Page:
Gradually, the news of the Wall’s opening spread also throughout West Berlin, and the first Trabi and Wartburg cars arrived from the East, honking their horns and flying flags. Manfred and Birgit, our dear “tour guides,” took very good care of us. They treated us to food and drinks at restaurants. Before our “flight,” Ines, thinking ahead as usual, had quickly grabbed a 10 west mark bill—just in case; but we soon noticed that this amount wouldn’t help much at all. We walked through the night, and the glittering world of a European metropolis looked like I had always imagined it would. There was the abundance: the glamor; the to us seemingly unreachable wealth; the big, chic cars; the women offering their services on side street; and there were also the homeless people and beggars lying on subway airshafts, trying to escape the night’s cold. We were seeing everything for the first time—the ruins of the Gedächtniskirche, the Europa Center with the fascinating “water ball,” a fountain designed by Joachim Schmetau or the Zoo Palast—and yet we felt at home in our city.
It was around 2:00 a.m., when Manfred and Birgit took us to a Greek restaurant. There were a lot of people there, but it wasn’t crowded. The restaurant owner came and welcomed us when we sat down. Manfred told him we had come over from East Berlin and he immediately said that dinner and drinks were on the house . . . and gave us his autographed picture. Later, we learned that his name was Kostas Papanastasiou, a famous actor who had played the role of a Greek restaurateur in a well-known TV soap opera.

Given problem a:
Can you rename "even-odd rule" as "nonzero rule" everywhere in the listing, leaving everything else unchanged?
The listing has nothing to do with the passage above it.

Information shown:

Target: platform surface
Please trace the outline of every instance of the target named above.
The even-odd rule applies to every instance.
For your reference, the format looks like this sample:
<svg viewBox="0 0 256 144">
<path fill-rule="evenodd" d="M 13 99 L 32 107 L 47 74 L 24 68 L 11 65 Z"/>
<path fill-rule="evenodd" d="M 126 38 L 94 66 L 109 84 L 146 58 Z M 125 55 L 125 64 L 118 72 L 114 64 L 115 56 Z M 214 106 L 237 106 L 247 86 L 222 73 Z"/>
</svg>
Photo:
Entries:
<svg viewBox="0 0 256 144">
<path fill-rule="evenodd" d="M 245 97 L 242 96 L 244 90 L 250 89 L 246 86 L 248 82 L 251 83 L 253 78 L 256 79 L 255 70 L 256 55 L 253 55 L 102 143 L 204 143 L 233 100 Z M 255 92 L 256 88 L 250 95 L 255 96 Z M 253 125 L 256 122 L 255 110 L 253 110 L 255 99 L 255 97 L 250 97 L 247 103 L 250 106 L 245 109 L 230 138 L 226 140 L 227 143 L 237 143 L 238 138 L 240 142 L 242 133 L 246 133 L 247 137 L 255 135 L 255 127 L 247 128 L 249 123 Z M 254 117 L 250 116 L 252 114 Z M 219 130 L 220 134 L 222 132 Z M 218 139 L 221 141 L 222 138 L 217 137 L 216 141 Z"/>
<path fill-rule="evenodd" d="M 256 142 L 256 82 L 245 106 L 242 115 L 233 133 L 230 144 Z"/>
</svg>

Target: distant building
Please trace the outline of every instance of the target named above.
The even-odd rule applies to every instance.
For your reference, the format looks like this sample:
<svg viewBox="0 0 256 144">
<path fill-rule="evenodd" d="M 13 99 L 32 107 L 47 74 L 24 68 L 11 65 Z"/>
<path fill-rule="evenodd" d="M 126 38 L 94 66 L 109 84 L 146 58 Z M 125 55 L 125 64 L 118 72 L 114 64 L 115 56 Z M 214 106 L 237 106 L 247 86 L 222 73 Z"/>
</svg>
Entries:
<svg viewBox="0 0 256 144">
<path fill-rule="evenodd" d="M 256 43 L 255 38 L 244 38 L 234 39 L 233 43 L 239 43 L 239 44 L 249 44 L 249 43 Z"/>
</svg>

Given problem b:
Can you reproduce word for word the part of the passage about the night the Wall opened that opens with the words containing "It was around" and closes with "TV soap opera."?

Problem solution a:
Target: platform surface
Please trace the outline of every instance of the target named above.
The nonzero rule applies to every instance.
For your reference, the format looks like this sample:
<svg viewBox="0 0 256 144">
<path fill-rule="evenodd" d="M 13 99 L 32 107 L 47 74 L 24 68 L 11 65 Z"/>
<path fill-rule="evenodd" d="M 126 38 L 94 66 L 109 84 L 146 58 Z M 125 55 L 125 64 L 118 72 L 114 64 L 115 56 Z M 214 106 L 237 106 L 247 86 L 222 73 Z"/>
</svg>
Photo:
Entries:
<svg viewBox="0 0 256 144">
<path fill-rule="evenodd" d="M 245 97 L 242 96 L 244 90 L 250 89 L 246 86 L 248 82 L 251 83 L 253 78 L 256 79 L 255 70 L 256 55 L 253 55 L 102 143 L 204 143 L 233 100 Z M 255 92 L 256 88 L 250 95 L 255 96 Z M 253 125 L 256 122 L 255 110 L 253 110 L 255 99 L 255 97 L 250 97 L 247 103 L 250 106 L 245 109 L 230 138 L 226 140 L 227 143 L 237 143 L 238 138 L 240 142 L 242 133 L 246 133 L 247 137 L 255 135 L 255 127 L 247 128 L 249 123 Z M 254 117 L 250 116 L 252 114 Z M 219 130 L 220 134 L 222 132 Z M 218 139 L 221 141 L 222 138 L 217 137 L 216 141 Z"/>
<path fill-rule="evenodd" d="M 256 142 L 256 82 L 245 106 L 242 115 L 233 133 L 230 144 Z"/>
</svg>

Target: distant building
Please trace the outline of every instance of the target named above.
The nonzero rule applies to every instance.
For your reference, the format looks like this sample:
<svg viewBox="0 0 256 144">
<path fill-rule="evenodd" d="M 13 99 L 32 107 L 47 74 L 24 68 L 11 65 Z"/>
<path fill-rule="evenodd" d="M 126 38 L 94 66 L 109 84 L 146 58 Z M 125 55 L 125 64 L 118 72 L 114 64 L 115 56 Z M 214 106 L 237 106 L 247 86 L 222 73 Z"/>
</svg>
Entries:
<svg viewBox="0 0 256 144">
<path fill-rule="evenodd" d="M 256 43 L 255 38 L 244 38 L 234 39 L 233 43 L 239 43 L 239 44 L 249 44 L 249 43 Z"/>
</svg>

Problem solution b:
It was around 2:00 a.m., when Manfred and Birgit took us to a Greek restaurant. There were a lot of people there, but it wasn’t crowded. The restaurant owner came and welcomed us when we sat down. Manfred told him we had come over from East Berlin and he immediately said that dinner and drinks were on the house . . . and gave us his autographed picture. Later, we learned that his name was Kostas Papanastasiou, a famous actor who had played the role of a Greek restaurateur in a well-known TV soap opera.